── Article

Yeah, she reveals the plot through poetry.

Gretchen:

Yes.

JM:

That was fun.

Gretchen:

I really did enjoy that moment as well. It feels very Shakespearean, almost like this sort of dramatic reveal done through the stage. It's a very cool moment.

JM:

Yeah, definitely. You can see that. Yeah.

Gretchen:

Yeah, I don't know. I also kind of got a bit of a "No Great Magic" vibes to it. I think as well.

JM:

Oh, yeah. Yeah. Elizabeth from "No Great Magic". Yeah. That's true. I didn't think of that. That's cool.

Gretchen:

Yeah, I really enjoyed that part. But after waking up in the infirmary once again, Rydra leaves it and comes across the Butcher who asks her why she saved Tarik by exposing Cord. She responds that she likes him and wants his help, then asks him about his speech. The Butcher tells her that he was imprisoned after a massive bank robbery and the murder of nearly a dozen people, only after something caused him to lose his memory and his ability to speak and read. He knows that whatever happened was caused by the invaders when they captured him at one point before this action.

Rydra teaches the Butcher about the concept of I and you, which he first assumes are fixed. Copying Rydra's speech, he refers to himself in the second person and her in the first person. Rydra, however, corrects him and she tells him that they are interchangeable in this sense, encouraging the Butcher to think both of the self and to empathize with others around him to not commit acts of violence so quickly. When Rydra can tell something is still wrong and she wants to read the Butcher's mind, he becomes distressed. But he tells her that she can do so if she is ever in danger and needs to.

Jebel runs into another invadership, much more powerful, so Tarik decides to attack it before it can attack them. Wong joins the Butcher during the attack and at one point when the invaders try to board the ship, she thinks in Babel-17 again, which slows down her experience of time. She and the Butcher fend off the attempted boarders in hand-to-hand combat and Brass comes to them with news that Tarik has died, though he's there as a Discorporate and Jebel is in bad shape.

They are on their way to headquarters when Wong, along with the Butcher, gets sick from the use of Babel-17 again. In her fear, she reaches out to the Butcher's mind and they are linked together. It is then she realizes the language she knows, the one without self-reference, is Babel-17. She sees parts of the Butcher's past and comes to understand that his criminal acts were forms of sabotage, like the ones she herself caused on the Rimbaud. The two of them, speaking as one, tell the crew to take them to General Forester and send a tape to Dr. T'Mwarba.

T'Mwarba speaks to customs officer Appleby, who now enjoys going to Transport Town after his adventure with Rydra about the tape and is told he can only have it after he meets with Forester at Alliance headquarters. When the two meet, the doctor demands to know what's happened to Wong and he gets to see her and the Butcher. He's unnerved at the lack of her usual movements when she suddenly emerges, telling him that she and the Butcher are prisoners, that Babel-17 is like the programming languages of On Off and Algol, and that she needs to find out who the Butcher really is.

────

Requirement 1 = Please copy out the entries word for word, starting at the line containing "Segment the <item>blazer button</item>." and running through the final line of the entries.
Requirement 2 = Extend the conversation transcript about Rydra and the Butcher, picking up right after its last sentence.

── Records shown

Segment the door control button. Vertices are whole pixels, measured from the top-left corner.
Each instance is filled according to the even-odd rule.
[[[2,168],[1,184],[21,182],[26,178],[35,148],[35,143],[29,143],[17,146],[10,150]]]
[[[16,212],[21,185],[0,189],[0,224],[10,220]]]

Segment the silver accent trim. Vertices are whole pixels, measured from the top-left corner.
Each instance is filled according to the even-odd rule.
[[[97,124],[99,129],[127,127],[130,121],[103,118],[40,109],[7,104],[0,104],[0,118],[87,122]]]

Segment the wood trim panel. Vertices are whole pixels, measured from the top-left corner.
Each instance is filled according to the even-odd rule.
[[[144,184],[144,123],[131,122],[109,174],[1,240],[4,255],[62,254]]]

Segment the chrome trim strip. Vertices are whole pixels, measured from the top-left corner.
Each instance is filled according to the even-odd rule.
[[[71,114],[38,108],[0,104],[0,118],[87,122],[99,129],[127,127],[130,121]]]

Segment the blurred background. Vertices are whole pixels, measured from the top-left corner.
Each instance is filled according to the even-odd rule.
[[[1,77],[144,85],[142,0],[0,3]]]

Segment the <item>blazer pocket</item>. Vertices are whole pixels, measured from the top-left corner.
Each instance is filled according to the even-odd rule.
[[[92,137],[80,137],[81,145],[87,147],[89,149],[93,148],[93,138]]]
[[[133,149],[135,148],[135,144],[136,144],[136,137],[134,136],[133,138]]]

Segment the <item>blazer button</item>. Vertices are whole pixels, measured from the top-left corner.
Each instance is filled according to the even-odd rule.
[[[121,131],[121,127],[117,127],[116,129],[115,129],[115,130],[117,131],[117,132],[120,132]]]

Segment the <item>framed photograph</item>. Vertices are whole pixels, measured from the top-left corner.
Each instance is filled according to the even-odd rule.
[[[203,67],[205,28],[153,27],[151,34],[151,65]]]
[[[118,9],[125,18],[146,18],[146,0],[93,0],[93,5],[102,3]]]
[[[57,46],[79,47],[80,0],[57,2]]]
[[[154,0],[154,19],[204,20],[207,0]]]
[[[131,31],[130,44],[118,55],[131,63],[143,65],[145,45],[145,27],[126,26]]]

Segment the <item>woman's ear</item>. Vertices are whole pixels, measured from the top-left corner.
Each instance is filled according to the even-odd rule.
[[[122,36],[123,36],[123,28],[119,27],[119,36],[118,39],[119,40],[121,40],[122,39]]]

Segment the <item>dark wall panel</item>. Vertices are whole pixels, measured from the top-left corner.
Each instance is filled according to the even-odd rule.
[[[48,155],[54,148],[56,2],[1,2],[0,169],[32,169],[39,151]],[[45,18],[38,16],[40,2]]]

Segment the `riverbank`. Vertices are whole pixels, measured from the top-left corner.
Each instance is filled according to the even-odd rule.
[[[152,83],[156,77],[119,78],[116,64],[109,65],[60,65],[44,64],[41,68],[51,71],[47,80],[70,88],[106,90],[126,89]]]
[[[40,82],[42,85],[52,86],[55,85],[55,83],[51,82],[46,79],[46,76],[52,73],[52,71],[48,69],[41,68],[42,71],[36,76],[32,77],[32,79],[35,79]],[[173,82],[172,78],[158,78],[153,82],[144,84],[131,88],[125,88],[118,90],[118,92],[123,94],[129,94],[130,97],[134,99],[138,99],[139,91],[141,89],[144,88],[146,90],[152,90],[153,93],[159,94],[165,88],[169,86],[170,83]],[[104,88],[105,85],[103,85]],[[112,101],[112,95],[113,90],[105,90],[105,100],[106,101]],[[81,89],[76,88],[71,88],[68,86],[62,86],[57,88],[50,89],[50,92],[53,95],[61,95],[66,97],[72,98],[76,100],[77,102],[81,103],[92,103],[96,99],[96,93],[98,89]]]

────

Exercise output 1 =
Segment the <item>blazer button</item>. Vertices are whole pixels, measured from the top-left corner.
Each instance is filled according to the even-odd rule.
[[[121,131],[121,127],[117,127],[116,129],[115,129],[115,130],[117,131],[117,132],[120,132]]]

Segment the <item>framed photograph</item>. Vertices are whole pixels, measured from the top-left corner.
Each instance is filled according to the even-odd rule.
[[[203,67],[205,28],[153,27],[151,34],[151,65]]]
[[[118,9],[125,18],[146,18],[146,0],[93,0],[93,5],[102,3]]]
[[[57,46],[79,47],[80,0],[57,2]]]
[[[154,0],[154,19],[204,20],[207,0]]]
[[[131,31],[130,44],[118,55],[131,63],[143,65],[145,45],[145,27],[126,26]]]

Segment the <item>woman's ear</item>. Vertices are whole pixels, measured from the top-left corner.
Each instance is filled according to the even-odd rule.
[[[122,36],[123,36],[123,28],[119,27],[119,36],[118,39],[119,40],[121,40],[122,39]]]

Segment the <item>dark wall panel</item>. Vertices are whole pixels, measured from the top-left corner.
Each instance is filled according to the even-odd rule.
[[[48,155],[54,148],[56,2],[1,2],[0,169],[32,169],[39,151]],[[45,18],[38,16],[40,2]]]

Segment the `riverbank`. Vertices are whole pixels, measured from the top-left corner.
Each instance is filled according to the even-odd rule.
[[[152,83],[156,77],[119,78],[116,64],[109,65],[60,65],[44,64],[41,68],[51,71],[47,80],[70,88],[106,90],[126,89]]]
[[[40,82],[42,85],[52,86],[55,85],[55,83],[51,82],[46,79],[46,76],[52,73],[52,71],[48,69],[41,68],[42,71],[36,76],[32,77],[32,79],[35,79]],[[173,82],[172,78],[158,78],[153,82],[144,84],[131,88],[125,88],[118,90],[118,92],[123,94],[129,94],[130,97],[134,99],[138,99],[139,91],[141,89],[144,88],[146,90],[152,90],[153,93],[159,94],[165,88],[169,86],[170,83]],[[104,88],[105,85],[103,85]],[[112,101],[112,95],[113,90],[105,90],[105,100],[106,101]],[[81,89],[76,88],[71,88],[68,86],[62,86],[57,88],[50,89],[50,92],[53,95],[61,95],[66,97],[72,98],[76,100],[77,102],[81,103],[92,103],[96,99],[96,93],[98,89]]]

Exercise output 2 =
T'Mwarba takes her crew out to eat to learn more about what they haven't told the General and they confide in him about the saboteur and Wong's connection with the Butcher. His plan then is to feed the Butcher a bunch of paradoxes, which as a programming language should prove difficult for Babel-17 to handle, and get him access to parts of his consciousness blocked by amnesia, a very Kirk move to be honest, very reminded of a lot of TOS episodes with that.

JM:

Yeah.

Gretchen:

Wong also feels the effects as they are joined telepathically, but it works. The Butcher remembers that he is Niles Ver Dorco, son of the Baron, who had modeled him to be a spy working behind enemy lines before the creation of TW-55s.

When the invaders captured him and programmed him with Babel-17, the language itself cost him to turn against the Alliance and wreak havoc upon it, given a prejudice against the Alliance within its very structure. The other acts of sabotage were committed by TW-55s as Niles had a radio transmitter implanted into his brain by his father, which controlled them. He is therefore responsible for the murder of his father.

Although Rydra and Niles, through their interactions and connection, have learned how to control the effects of Babel-17, General Forester wants them held under guard. The two, though, managed to escape, setting off for the Wong's crew back to Jebel, leaving the message "this war will end within six months", a goal they will work towards together.

JM:

And yeah, they're off again.

Gretchen:

Yeah.

(music: spacey humming)

spoiler discussion

JM:

I mean, the ending was nice, I guess, and happy. I don't know. I kind of, I felt like they were being a bit overoptimistic there, just because, like, so if I'm not understanding this correctly, I'm not sure. But now the Babel-17 tapes are in the hands of the military, right? So presumably they, they have as much ability to reverse engineer Babel-17 as she did. So they could also take advantage of this now. I don't know. It seems like, I don't know, we're just left to wonder, I guess, but they seem pretty optimistic. I don't know. It's wrapped up pretty quick, which I think is kind of going back to what Nate said.

Nate:

Yeah, definitely.

JM:

I do think the rest of it is interesting and good. And I think that it tells a good, complete story on its own, but I do think parts of it feel kind of compressed. Well, okay. I mean, I'm glad they escaped. Don't get me wrong. I think that's really good. And they didn't even lose any of the crew members. So I thought something bad was going to happen to some of them, right? And then in the end, they're a unit and they're, I enjoyed that. I enjoyed the camaraderie and I enjoyed the fact that like, it seems like the way he portrays it, the people in space have, they have to have such a bond, not just the three navigators, but everyone pretty much because they have to work together so flawlessly, right? And it's like a group of 21 people that are completely in sync, right?

Gretchen:

Yeah.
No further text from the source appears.